Document extract ::

*-*-*

Serving Clovis, Portales and the Surrounding Communities
The nests are built, the eggs are hatched and baby birds are chirping, tweeting and screeching from nooks, crannies and branches. Inevitably an infant bird will take an untimely plunge to the ground and be picked up by a well-intending Samaritan, according to Laura Shepler, a clerk at Hillcrest Zoo in Clovis.
Shepler said during spring months zoo workers arrive in the morning to baby birds in boxes at the front gate.
“We don’t appreciate it,” she said, explaining that when people anonymously leave birds at the gate, the opportunity to return them to their nests is lost and the birds’ chance of survival diminishes.
“I know everyone wants to help but leaving them at our gate is not a good idea,” she said.
The zoo is the only government entity in Clovis dealing with birds, according to Larry Rogers of Animal Control. His office refers any calls about wayward birds to the zoo, he said.
The calls fly in every spring from people reporting baby birds out of their nests. “Most of the time there’s nothing we can do for them,” she said, explaining baby birds need frequent feeding and are often fragile.
The first thing she tells callers is to try to put them back in the nest or to leave them alone and observe from a distance if there is no immediate danger to them, such as from a dog or cat. Often the birds’ parents will find and care for them, she said.
It is an old-wives’ tale that a mother will reject a bird that’s been touched, she said, although it is best to handle birds cautiously because they can carry diseases.

*-*-*

Excerpted data ::
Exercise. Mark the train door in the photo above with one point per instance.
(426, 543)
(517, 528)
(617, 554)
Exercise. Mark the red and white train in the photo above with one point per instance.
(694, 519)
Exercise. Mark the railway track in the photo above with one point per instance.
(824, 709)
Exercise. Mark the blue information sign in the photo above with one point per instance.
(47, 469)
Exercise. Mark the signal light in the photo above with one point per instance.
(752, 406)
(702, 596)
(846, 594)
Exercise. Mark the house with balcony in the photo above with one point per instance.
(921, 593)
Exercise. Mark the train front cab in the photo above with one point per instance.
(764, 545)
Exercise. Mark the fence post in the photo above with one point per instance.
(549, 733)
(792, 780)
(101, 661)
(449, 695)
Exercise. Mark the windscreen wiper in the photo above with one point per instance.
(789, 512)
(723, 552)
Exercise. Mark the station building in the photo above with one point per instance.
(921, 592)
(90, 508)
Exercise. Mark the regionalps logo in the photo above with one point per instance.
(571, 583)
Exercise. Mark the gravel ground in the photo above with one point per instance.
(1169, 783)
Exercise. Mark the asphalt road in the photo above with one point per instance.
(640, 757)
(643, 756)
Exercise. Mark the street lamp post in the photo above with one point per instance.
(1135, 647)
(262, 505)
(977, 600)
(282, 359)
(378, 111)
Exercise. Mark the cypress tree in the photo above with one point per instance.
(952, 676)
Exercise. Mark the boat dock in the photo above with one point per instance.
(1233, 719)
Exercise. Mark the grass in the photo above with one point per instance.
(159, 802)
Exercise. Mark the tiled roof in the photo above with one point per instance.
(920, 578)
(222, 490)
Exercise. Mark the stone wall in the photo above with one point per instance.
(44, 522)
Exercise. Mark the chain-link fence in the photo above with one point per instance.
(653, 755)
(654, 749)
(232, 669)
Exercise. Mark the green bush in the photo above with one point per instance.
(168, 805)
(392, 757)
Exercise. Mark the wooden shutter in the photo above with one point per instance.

*-*-*

Work request ::
Rewrite the passage of the baby-bird article starting with "Serving Clovis, Portales" and going on through "the front gate.", changing every "baby birds" to "young birds".

Solution ::
Serving Clovis, Portales and the Surrounding Communities
The nests are built, the eggs are hatched and young birds are chirping, tweeting and screeching from nooks, crannies and branches. Inevitably an infant bird will take an untimely plunge to the ground and be picked up by a well-intending Samaritan, according to Laura Shepler, a clerk at Hillcrest Zoo in Clovis.
Shepler said during spring months zoo workers arrive in the morning to young birds in boxes at the front gate.